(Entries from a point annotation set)
══════
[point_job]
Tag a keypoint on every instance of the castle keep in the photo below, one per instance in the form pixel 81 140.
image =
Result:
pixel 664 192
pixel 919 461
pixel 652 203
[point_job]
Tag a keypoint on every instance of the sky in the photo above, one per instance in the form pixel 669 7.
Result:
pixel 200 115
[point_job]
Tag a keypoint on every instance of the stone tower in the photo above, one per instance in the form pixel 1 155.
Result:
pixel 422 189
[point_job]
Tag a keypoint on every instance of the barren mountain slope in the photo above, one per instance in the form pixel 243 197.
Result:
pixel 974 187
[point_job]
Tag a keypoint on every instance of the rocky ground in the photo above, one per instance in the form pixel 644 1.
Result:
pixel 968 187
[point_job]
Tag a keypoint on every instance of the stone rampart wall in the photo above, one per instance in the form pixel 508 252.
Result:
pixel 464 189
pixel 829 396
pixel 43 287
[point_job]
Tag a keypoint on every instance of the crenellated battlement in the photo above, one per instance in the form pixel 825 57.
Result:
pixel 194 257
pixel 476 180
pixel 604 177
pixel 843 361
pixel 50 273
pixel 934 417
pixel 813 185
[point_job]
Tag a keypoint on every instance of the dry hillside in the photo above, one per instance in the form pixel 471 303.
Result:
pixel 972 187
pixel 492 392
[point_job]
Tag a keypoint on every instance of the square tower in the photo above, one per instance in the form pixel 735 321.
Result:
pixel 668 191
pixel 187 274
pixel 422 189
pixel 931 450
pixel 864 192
══════
What is being asked
Retype every line of the data above exactly, without changing anything.

Response
[point_job]
Tag a keypoint on every instance of the castle keep in the photo below, one per instance in the form pixel 81 140.
image =
Result:
pixel 664 192
pixel 919 461
pixel 652 203
[point_job]
Tag a keypoint on every instance of the sky in the photo above, one per instance in the form pixel 669 7.
Result:
pixel 200 115
[point_job]
Tag a keypoint on every instance of the stone tower in the photo above, one per instance in the form pixel 1 155.
Result:
pixel 422 189
[point_job]
Tag a keypoint on every instance of the barren mountain slope in the photo above, one per instance in the form pixel 243 197.
Result:
pixel 974 187
[point_job]
Tag a keypoint on every instance of the rocky ground in the photo above, one per instance in the form pixel 644 1.
Result:
pixel 968 187
[point_job]
Tag a keypoint on every instance of the stone rampart wall in the photo above, one per instance in the form pixel 508 252.
Result:
pixel 464 189
pixel 829 396
pixel 43 287
[point_job]
Tag a keypoint on every instance of the crenellated battlement in the photo above, one per instance in the form pixel 825 57.
Result:
pixel 194 257
pixel 476 180
pixel 604 177
pixel 843 361
pixel 50 273
pixel 934 417
pixel 813 185
[point_job]
Tag a keypoint on every instance of the dry hillside in the photo above, one per instance in the form pixel 471 303.
Result:
pixel 972 187
pixel 492 392
[point_job]
Tag a keypoint on every instance of the square tower in the photo above, one per instance in the form pixel 735 321.
Result:
pixel 668 191
pixel 187 274
pixel 422 189
pixel 931 450
pixel 864 192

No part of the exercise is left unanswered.